- _What you will do_
1 > In the Cortex-A72 article, how much less power does a 2.5GHz Cortex-A72 CPU consume than the 28nm Cortex-A15 processor?
2 > Write the next passage of the Cortex-A72 article, picking up after its final sentence.

- _Source extract_
Architectural improvements boost A72 performance, cut power consumption


Microarchitectural improvements applied in ARM's Cortex-A72 core are said to increase efficiency such that it can deliver the same performance of a Cortex-A15 processor while consuming half the power on a 28nm process. And the company suggests the A72 will consume 75% less power when manufactured on 14/16nm FinFET nodes. 

In a blog post, Brian Jeff, director of product marketing for the Cortex-A cores, said the performance of a Cortex-A15 CPU can be reproduced on the Cortex-A72 processor at reduced frequency and voltage resulting in a dramatic power reduction. "However," he noted, "mobile apps often push the CPU to maximum performance, rather than a specific absolute required level of performance. In this case, a 2.5GHz Cortex-A72 CPU consumes 30 to 35% less power than the 28nm Cortex-A15 processor, whilst still delivering more than twice the peak performance."

The Cortex-A72 microarchitecture features a new branch prediction unit said to reduce overall power consumption, whilst improving performance across a range of benchmarks. The instruction cache has been also redesigned to optimise tag look up. Meanwhile, the decode block has undergone what Jeff calls 'extensive decoder power optimisation'.

In the pipeline's dispatch/retire section, the effective dispatch bandwidth has been increased to a five wide dispatch, offering increased performance, while reducing decode power. Architectural and speculative register files have also been optimised to reduce ports and area.

- _Provided material_
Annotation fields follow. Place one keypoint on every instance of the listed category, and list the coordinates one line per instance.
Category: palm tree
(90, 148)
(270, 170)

- _Answers to the exercises_
1 > 30 to 35% less power.

2 >
Lower latency floating point functional units have also been integrated. Jeff noted: "These are very fast floating point latencies, comparable with the latest high performance server and PC CPUs. Floating point latency is important in typical mobile and consumer use cases, where there is commonly a mix of FP and integer work. In these settings, the latency between computation and result is critical. Shorter latencies mean integer instructions waiting on the results of those instructions are less likely to be stalled."

According to ARM, the improvements show an increase of around 25% in SpecFP and SpecFP2006 benchmark scores.

Jeff noted the A72 featured: performance improvements in key areas; generational performance upside across all workload categories; and power efficiency improvements throughout the microarchitecture. The result, he concluded, is a reduced area, lower cost solution.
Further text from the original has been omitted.